> _Requirement A_: In the listing, from its first line up to and including the line with "left=0, top=182, right=333, bottom=475", swap "white plate" for "ceramic dish" and give those lines again with nothing else changed.

> _Selected text_:
▼▼▼

A Note to My LDS Friends about the Trinity

Dear Friend,

Over the past 21 years of ministry in Utah, I have enjoyed the robust discussion we have on issues surrounding doctrine and the church. More than a few of you have made the attempt to “convert” me, and in fairness, I have not been coy about my desire to see you converted either. So what I am about to say comes out of the numerous conversations about God and the Bible we have had in my living room, in my office, or at a restaurant.

It seems to me that you believe the doctrine of the Trinity to be my Achilles’ heel. You might even believe the Trinity to be the strongest argument against orthodox Christianity. I will admit that I am relying more on anecdotal experience than hard evidence or statistics, but every time a Mormon friend – and over the years I have been blessed to make many friends here in Utah – attempts to convert me, the Trinity is always the starting point of the conversation.

Let me just say that I think I understand why you want to start there. The doctrine of the Trinity is absolutely the most difficult of all the doctrines of orthodox Christianity. You have probably noticed that even those who claim to believe in the Trinity struggle to explain exactly what they believe about the Trinity. I will not deny that the doctrine is difficult or even counterintuitive – you might think it untenable. And along with that, you probably recognize that the doctrine of the Trinity is the sine qua non of the Christian faith, the point on which all other points depend. Unless we know Who God is, we have nothing.

As a friend, I want to offer two things in this short epistle. First, I want to give you a brief sketch of the orthodox doctrine of the Trinity held by the historic Christian faith. This doctrine, by the way, was held long before Nicea. The word Trinity itself is found more than 100 times in the writings of the ante-Nicean fathers who date all the way back to Polycarp, a disciple of John the Apostle. So the doctrine was not invented at Nicea, only clarified in response to the heretic Arius. After I have related the doctrine, I want to explain why I believe that the doctrine of the Trinity proves the truth of the orthodox Christian faith. I will strive to be brief.

▲▲▲

> _Requirement B_: List every place the letter about the Trinity names as a setting for the writer's conversations about God and the Bible.

> _Supplied data_:
▼▼▼

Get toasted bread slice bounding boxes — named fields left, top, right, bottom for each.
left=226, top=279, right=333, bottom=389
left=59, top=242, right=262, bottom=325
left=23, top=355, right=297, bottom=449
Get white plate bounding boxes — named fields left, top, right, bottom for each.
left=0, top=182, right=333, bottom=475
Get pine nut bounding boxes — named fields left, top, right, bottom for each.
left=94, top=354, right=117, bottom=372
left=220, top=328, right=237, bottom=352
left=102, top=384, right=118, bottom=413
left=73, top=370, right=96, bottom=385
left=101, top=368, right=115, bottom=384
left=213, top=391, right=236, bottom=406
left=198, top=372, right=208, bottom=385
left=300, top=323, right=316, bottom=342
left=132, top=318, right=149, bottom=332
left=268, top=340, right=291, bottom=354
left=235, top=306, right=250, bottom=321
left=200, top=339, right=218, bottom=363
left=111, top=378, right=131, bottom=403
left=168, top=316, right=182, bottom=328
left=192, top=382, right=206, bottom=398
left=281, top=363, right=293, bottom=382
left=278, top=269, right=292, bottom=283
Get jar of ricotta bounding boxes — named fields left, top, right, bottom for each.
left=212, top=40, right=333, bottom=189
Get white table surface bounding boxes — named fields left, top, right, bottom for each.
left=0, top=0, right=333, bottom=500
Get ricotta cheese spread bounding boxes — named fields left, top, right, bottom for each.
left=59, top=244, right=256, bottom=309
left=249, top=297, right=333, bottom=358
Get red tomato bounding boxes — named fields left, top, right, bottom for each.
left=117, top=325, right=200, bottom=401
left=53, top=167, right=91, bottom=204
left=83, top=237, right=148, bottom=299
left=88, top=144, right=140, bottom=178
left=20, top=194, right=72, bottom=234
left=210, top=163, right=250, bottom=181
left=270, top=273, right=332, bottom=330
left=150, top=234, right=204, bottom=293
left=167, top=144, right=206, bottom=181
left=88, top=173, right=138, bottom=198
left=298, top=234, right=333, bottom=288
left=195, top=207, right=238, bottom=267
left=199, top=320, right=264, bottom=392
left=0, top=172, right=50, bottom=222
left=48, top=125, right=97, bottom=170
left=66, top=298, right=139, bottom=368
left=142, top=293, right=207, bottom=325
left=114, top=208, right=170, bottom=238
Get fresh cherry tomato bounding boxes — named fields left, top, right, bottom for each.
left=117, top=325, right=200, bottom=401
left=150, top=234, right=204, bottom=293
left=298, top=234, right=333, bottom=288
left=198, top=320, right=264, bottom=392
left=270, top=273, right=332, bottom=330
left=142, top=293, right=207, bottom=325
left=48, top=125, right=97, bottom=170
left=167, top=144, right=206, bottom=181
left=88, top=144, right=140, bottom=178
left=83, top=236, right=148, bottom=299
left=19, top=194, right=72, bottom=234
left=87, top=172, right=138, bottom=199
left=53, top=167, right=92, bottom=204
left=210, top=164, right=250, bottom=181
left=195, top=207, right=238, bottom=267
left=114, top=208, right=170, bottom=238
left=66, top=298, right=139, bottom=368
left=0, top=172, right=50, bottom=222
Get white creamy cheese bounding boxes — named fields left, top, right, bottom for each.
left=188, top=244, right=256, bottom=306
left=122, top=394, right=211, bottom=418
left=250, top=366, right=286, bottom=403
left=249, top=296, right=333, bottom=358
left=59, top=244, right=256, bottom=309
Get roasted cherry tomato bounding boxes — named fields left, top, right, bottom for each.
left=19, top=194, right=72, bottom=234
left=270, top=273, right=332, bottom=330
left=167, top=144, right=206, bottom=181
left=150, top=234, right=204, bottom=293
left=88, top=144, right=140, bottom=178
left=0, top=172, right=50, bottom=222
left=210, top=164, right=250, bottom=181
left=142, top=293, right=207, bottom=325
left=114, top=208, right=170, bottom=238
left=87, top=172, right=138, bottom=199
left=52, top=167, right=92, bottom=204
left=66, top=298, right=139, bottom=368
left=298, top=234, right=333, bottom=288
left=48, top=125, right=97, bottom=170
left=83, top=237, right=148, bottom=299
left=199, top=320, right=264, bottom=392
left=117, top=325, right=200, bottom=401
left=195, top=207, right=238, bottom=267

▲▲▲

> _Task result A_:
Get toasted bread slice bounding boxes — named fields left, top, right, bottom for each.
left=226, top=279, right=333, bottom=389
left=59, top=242, right=262, bottom=325
left=23, top=355, right=297, bottom=449
Get ceramic dish bounding boxes — named fields left, top, right, bottom for each.
left=0, top=182, right=333, bottom=475

> _Task result B_:
- the writer's living room
- the writer's office
- a restaurant